====== Passage to read ======
From the Dean: No going back

The growth of virtual rather than face-to-face communications and interactions occasioned by the COVID-19 pandemic continues at a dizzying pace. Recently I was talking with the developer of a software product that is able to analyze millions of patient records and use artificial intelligence to develop improved patient management strategies. He recounted a recent event when he was on a Zoom call related to his company and his two high school daughters also were in the same room at their home, each on their own Zoom calls. It turns out that one daughter was Zooming with a classmate but they were stuck on a math problem. The person that the developer was speaking with overheard the Zoom conversation of the daughter and offered to help with the math question. Problem solved in a few minutes, thanks to simultaneous Zoom sessions! Now that’s a new world!

And truthfully, I don’t think we’re going back to the “old” world. That isn’t to say that I think all of medicine—or medical education—will be online from now on. But I do think that we in health education and in clinical care delivery have learned that virtual education and care can complement and supplement direct contact. For example, some of the feedback that we’ve received from pre-clinical medical students is that they actually enjoy meeting virtually because it is so much easier to ask a question or discuss an issue by using the “Chat” function of the video session as opposed to the “old” method of raising your hand, being recognized, and then asking the question. We will have more detailed information about this following the School’s Annual Medical Curriculum Retreat that is occurring today. But preliminary test result data suggest that our current COVID-19 era students are performing as well or even better than past students. By the way, from my standpoint, I find the Chat function to be a little disconcerting since it requires me to split my attention between the screen, the audio, and the written text box. But apparently not so for our (younger) students! Oh well, another sign of aging, I guess.
====== Records supplied ======
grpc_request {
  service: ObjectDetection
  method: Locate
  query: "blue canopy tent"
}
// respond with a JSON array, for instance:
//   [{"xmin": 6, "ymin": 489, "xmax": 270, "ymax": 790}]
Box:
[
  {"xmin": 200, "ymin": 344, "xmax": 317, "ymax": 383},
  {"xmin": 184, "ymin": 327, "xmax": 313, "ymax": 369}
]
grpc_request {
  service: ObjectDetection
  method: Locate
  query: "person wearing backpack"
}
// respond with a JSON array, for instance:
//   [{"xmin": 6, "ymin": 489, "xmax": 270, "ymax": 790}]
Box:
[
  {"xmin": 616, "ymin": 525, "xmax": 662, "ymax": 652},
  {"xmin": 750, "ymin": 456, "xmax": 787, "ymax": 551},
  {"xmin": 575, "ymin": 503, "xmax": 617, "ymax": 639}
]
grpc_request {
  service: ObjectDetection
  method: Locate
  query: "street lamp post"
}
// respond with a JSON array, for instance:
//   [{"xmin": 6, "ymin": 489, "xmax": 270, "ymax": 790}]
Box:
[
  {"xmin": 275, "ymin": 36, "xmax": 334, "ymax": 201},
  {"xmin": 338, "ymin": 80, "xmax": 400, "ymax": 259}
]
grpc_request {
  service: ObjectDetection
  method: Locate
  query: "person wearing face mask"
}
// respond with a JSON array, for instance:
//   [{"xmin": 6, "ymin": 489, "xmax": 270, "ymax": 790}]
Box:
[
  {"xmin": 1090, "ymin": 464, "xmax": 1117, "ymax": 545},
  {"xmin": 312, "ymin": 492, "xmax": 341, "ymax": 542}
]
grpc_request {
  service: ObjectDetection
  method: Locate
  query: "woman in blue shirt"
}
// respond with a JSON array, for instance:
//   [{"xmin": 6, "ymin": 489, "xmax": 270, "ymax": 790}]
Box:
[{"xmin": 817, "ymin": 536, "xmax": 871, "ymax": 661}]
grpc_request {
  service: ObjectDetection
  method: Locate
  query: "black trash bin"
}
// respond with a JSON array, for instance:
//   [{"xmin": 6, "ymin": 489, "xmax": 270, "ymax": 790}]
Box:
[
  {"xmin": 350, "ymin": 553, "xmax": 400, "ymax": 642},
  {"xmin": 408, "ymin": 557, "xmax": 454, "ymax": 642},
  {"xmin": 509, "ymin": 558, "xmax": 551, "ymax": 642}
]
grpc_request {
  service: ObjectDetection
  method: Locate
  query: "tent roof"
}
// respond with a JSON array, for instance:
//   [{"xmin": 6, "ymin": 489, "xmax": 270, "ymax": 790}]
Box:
======
**Problem set**
(1) Reproduce the passage from the dean's column, starting at "From the Dean: No" and ending at "a new world!".
(2) Answer the following questions about the dean's column:
(a) What is the software product described by its developer able to analyze?
(b) Which event does the dean say is occurring today?
(c) Which function of the video session do pre-clinical medical students say makes it easier to ask a question?

**Answer set**
(1)
From the Dean: No going back

The growth of virtual rather than face-to-face communications and interactions occasioned by the COVID-19 pandemic continues at a dizzying pace. Recently I was talking with the developer of a software product that is able to analyze millions of patient records and use artificial intelligence to develop improved patient management strategies. He recounted a recent event when he was on a Zoom call related to his company and his two high school daughters also were in the same room at their home, each on their own Zoom calls. It turns out that one daughter was Zooming with a classmate but they were stuck on a math problem. The person that the developer was speaking with overheard the Zoom conversation of the daughter and offered to help with the math question. Problem solved in a few minutes, thanks to simultaneous Zoom sessions! Now that’s a new world!

(2)
(a) Millions of patient records.
(b) The School's Annual Medical Curriculum Retreat.
(c) The "Chat" function.